§ **Objective**
Copy only what runs from the line containing "I would be grateful if you could spot the bee antenna" through the end of the material below, line for line, with both ends included.

§ **Data lines**
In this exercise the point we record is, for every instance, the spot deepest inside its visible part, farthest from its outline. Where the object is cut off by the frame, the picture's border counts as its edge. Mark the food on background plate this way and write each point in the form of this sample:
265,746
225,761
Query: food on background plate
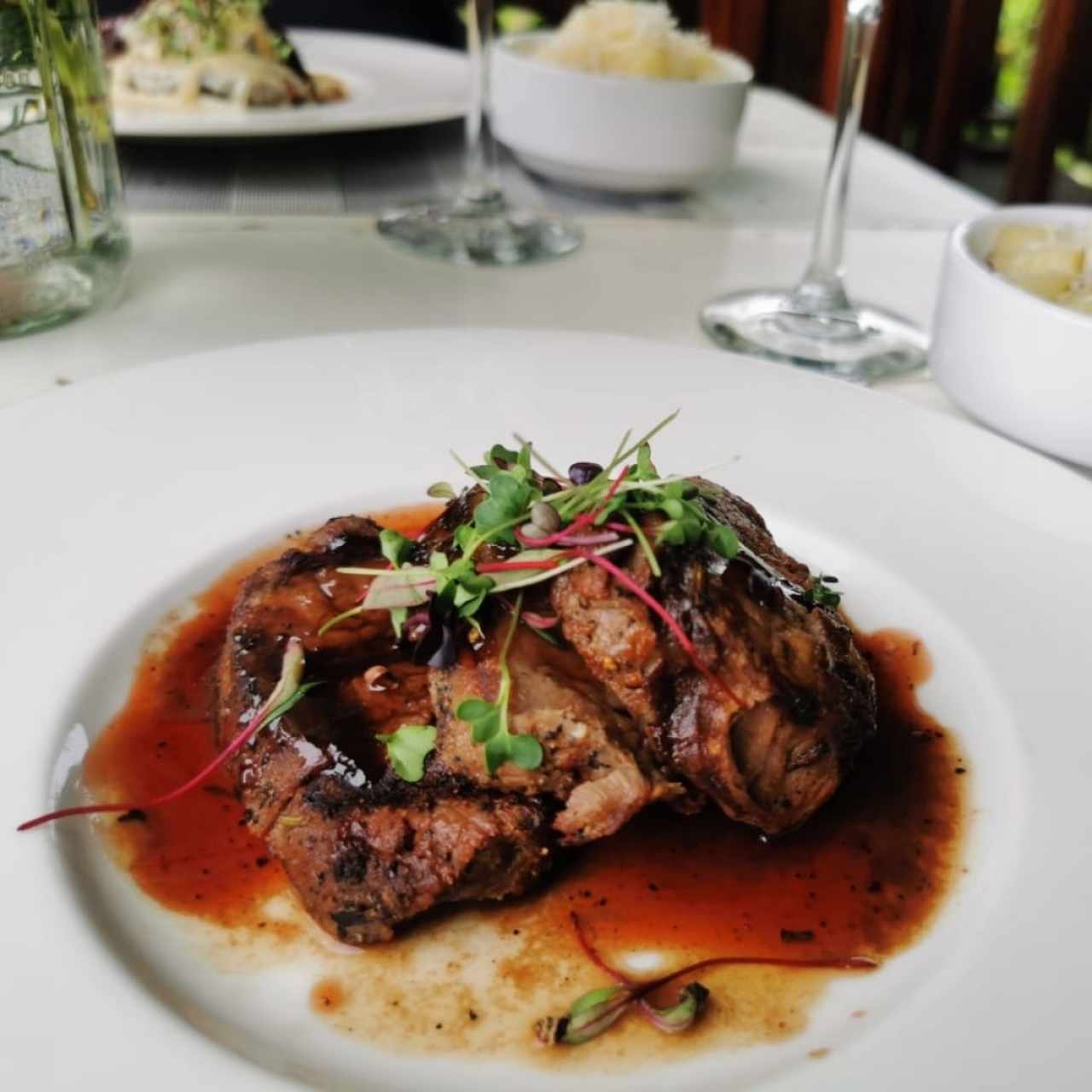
623,38
182,54
1052,262
549,656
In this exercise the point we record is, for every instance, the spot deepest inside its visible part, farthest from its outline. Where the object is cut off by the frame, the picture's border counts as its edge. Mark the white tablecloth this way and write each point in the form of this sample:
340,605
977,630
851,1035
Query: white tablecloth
783,154
257,269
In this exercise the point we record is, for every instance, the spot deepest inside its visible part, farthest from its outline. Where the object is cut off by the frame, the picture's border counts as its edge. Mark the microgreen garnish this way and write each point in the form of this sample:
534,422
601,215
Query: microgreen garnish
593,1013
408,748
288,691
820,594
488,720
555,523
393,546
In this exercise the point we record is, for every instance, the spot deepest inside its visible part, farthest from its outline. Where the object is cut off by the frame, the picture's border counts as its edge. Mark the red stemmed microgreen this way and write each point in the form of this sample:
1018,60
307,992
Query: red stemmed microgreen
653,604
285,694
593,1013
561,522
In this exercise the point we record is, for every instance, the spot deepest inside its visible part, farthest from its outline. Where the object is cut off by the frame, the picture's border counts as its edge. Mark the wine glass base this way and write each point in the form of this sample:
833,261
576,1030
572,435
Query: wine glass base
861,344
479,234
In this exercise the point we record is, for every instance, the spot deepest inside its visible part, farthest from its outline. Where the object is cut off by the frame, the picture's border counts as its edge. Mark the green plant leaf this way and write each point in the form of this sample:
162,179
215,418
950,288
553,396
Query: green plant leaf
497,752
394,546
526,752
408,748
722,539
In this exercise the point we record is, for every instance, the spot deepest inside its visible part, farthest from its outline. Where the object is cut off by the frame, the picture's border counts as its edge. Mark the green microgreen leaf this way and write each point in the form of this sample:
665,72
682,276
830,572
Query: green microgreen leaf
441,491
497,752
683,1013
465,537
593,1014
408,748
394,546
646,471
820,594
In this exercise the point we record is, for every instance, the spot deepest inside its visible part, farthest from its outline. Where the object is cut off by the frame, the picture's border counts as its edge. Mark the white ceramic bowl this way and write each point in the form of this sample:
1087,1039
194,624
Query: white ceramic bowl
1018,363
620,133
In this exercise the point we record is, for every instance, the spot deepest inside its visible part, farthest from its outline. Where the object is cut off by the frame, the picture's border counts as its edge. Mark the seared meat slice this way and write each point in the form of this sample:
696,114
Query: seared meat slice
783,700
591,752
363,851
614,632
365,861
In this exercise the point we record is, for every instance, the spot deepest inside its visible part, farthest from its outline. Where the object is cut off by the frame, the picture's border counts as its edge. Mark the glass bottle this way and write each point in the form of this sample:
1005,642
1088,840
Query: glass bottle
63,241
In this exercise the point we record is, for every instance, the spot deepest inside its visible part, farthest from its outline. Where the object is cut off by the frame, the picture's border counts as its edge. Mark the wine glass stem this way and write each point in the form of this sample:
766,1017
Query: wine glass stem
822,288
480,183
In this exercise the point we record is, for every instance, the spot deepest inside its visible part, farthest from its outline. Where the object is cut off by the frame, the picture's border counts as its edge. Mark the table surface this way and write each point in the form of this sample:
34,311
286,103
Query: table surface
784,145
237,242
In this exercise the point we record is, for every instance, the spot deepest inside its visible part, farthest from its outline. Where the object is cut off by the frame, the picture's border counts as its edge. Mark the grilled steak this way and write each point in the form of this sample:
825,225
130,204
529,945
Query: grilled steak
763,714
770,725
363,851
590,764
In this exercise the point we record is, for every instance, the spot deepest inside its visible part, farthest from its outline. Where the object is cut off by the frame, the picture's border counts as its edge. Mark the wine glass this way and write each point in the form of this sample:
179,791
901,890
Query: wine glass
816,324
479,226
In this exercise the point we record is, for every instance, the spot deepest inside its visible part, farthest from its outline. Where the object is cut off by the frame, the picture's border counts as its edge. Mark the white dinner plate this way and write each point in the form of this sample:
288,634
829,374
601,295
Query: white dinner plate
121,496
389,82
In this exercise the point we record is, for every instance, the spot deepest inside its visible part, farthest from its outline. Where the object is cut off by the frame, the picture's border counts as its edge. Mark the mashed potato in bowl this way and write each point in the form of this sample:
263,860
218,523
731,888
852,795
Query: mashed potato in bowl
623,38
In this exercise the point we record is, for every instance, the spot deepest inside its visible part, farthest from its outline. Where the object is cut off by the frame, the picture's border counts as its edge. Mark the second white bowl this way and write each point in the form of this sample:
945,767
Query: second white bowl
1020,363
621,133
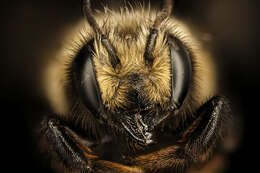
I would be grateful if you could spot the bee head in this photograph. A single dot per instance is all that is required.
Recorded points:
(135, 74)
(131, 70)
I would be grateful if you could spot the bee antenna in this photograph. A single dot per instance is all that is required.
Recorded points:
(88, 13)
(151, 40)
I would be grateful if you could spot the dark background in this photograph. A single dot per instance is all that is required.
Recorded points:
(30, 30)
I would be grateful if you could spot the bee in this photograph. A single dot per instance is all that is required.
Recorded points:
(133, 91)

§ **Task output**
I would be grateful if you could spot the bee antenna in this photograph. A single dot per instance is all that is required.
Recorded points:
(88, 13)
(151, 40)
I would be grateful if you could spot the dark background in this photograph. A single dot per instance is all that is required.
Recorded points:
(30, 30)
I would be grateful if you could spot the bee in this photograph. A single dot per instance is all that is required.
Recorded points:
(133, 91)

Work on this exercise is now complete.